Gespeicherte Zeilen
►
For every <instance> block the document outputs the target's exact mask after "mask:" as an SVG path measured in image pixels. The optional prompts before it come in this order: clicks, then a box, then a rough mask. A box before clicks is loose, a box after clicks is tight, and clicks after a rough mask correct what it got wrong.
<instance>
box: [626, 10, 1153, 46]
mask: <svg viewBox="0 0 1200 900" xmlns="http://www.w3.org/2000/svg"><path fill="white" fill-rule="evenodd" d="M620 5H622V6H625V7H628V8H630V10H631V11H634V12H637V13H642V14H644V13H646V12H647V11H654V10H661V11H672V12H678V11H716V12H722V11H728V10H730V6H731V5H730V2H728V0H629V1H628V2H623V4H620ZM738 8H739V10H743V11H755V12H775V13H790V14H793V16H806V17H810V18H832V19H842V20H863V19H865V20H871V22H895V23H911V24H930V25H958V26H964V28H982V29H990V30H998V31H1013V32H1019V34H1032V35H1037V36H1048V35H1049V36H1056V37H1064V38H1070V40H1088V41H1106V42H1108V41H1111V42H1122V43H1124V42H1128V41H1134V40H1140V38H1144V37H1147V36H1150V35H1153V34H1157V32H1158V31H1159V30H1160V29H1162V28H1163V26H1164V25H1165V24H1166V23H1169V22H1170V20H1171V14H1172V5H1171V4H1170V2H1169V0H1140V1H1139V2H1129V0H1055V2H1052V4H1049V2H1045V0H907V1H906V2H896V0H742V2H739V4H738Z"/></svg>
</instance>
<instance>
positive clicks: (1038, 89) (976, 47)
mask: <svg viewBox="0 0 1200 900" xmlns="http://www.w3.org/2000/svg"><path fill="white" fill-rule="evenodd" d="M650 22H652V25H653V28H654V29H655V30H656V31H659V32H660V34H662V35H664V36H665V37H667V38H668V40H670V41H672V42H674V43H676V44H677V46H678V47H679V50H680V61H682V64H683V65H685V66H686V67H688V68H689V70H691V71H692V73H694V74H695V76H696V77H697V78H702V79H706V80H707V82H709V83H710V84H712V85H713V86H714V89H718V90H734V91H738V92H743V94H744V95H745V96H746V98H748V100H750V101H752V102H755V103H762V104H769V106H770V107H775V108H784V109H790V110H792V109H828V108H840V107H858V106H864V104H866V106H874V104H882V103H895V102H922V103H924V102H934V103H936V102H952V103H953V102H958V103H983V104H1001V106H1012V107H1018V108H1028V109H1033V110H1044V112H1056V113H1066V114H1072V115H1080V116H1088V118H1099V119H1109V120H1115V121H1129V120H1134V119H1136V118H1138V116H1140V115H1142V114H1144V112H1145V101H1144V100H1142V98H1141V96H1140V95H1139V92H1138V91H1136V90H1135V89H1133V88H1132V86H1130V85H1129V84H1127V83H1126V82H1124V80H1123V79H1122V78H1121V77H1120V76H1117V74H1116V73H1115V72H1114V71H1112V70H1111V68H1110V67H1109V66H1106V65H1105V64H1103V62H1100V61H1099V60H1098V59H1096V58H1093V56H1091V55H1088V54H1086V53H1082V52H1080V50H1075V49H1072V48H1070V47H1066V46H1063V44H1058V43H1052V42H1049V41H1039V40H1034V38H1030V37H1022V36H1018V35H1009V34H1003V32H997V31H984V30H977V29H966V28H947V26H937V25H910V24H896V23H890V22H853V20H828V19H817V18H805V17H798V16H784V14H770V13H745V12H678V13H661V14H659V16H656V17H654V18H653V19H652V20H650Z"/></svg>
◄
Arbeitsauftrag: Kannst du sämtliche Zeilen oben als JSON-Liste von Zeichenketten ausgeben, mit einem Eintrag pro Zeile und ohne Leerzeilen?

Lösung unten:
[
  "For every <instance> block the document outputs the target's exact mask after \"mask:\" as an SVG path measured in image pixels. The optional prompts before it come in this order: clicks, then a box, then a rough mask. A box before clicks is loose, a box after clicks is tight, and clicks after a rough mask correct what it got wrong.",
  "<instance>",
  "box: [626, 10, 1153, 46]",
  "mask: <svg viewBox=\"0 0 1200 900\" xmlns=\"http://www.w3.org/2000/svg\"><path fill=\"white\" fill-rule=\"evenodd\" d=\"M620 5H622V6H625V7H628V8H630V10H631V11H634V12H637V13H642V14H644V13H646V12H647V11H654V10H661V11H672V12H678V11H716V12H722V11H728V10H730V6H731V5H730V2H728V0H629V1H628V2H623V4H620ZM738 8H739V10H743V11H755V12H775V13H790V14H793V16H806V17H810V18H832V19H842V20H863V19H865V20H871V22H895V23H911V24H930V25H958V26H964V28H982V29H990V30H998V31H1013V32H1019V34H1032V35H1037V36H1048V35H1049V36H1056V37H1064V38H1070V40H1088V41H1106V42H1108V41H1111V42H1122V43H1124V42H1128V41H1134V40H1140V38H1144V37H1147V36H1150V35H1153V34H1157V32H1158V31H1159V30H1160V29H1162V28H1163V26H1164V25H1165V24H1166V23H1169V22H1170V20H1171V14H1172V5H1171V4H1170V2H1169V0H1140V1H1139V2H1129V0H1055V2H1052V4H1049V2H1045V0H907V1H906V2H896V0H742V2H739V4H738Z\"/></svg>",
  "</instance>",
  "<instance>",
  "positive clicks: (1038, 89) (976, 47)",
  "mask: <svg viewBox=\"0 0 1200 900\" xmlns=\"http://www.w3.org/2000/svg\"><path fill=\"white\" fill-rule=\"evenodd\" d=\"M650 22H652V25H653V28H654V29H655V30H656V31H659V32H660V34H662V35H664V36H665V37H667V38H668V40H670V41H672V42H674V43H676V44H677V46H678V47H679V50H680V61H682V64H683V65H685V66H686V67H688V68H689V70H691V71H692V73H694V74H695V76H696V77H697V78H702V79H706V80H707V82H709V83H710V84H712V85H713V86H714V89H718V90H734V91H738V92H743V94H744V95H745V96H746V98H748V100H750V101H752V102H755V103H762V104H769V106H770V107H775V108H784V109H790V110H792V109H828V108H840V107H858V106H864V104H866V106H874V104H882V103H895V102H922V103H924V102H934V103H936V102H952V103H953V102H958V103H983V104H1001V106H1012V107H1018V108H1028V109H1033V110H1044V112H1056V113H1066V114H1072V115H1080V116H1088V118H1099V119H1109V120H1115V121H1129V120H1134V119H1136V118H1138V116H1140V115H1142V114H1144V112H1145V101H1144V100H1142V98H1141V96H1140V95H1139V92H1138V91H1136V90H1135V89H1133V88H1132V86H1130V85H1129V84H1127V83H1126V82H1124V80H1123V79H1122V78H1121V77H1120V76H1117V74H1116V73H1115V72H1114V71H1112V70H1111V68H1110V67H1109V66H1106V65H1105V64H1103V62H1100V61H1099V60H1098V59H1096V58H1093V56H1091V55H1088V54H1086V53H1082V52H1080V50H1075V49H1072V48H1070V47H1066V46H1063V44H1058V43H1052V42H1049V41H1039V40H1034V38H1030V37H1022V36H1018V35H1009V34H1003V32H997V31H984V30H977V29H966V28H947V26H937V25H910V24H896V23H890V22H853V20H828V19H817V18H805V17H798V16H784V14H770V13H745V12H678V13H661V14H659V16H656V17H654V18H653V19H652V20H650Z\"/></svg>"
]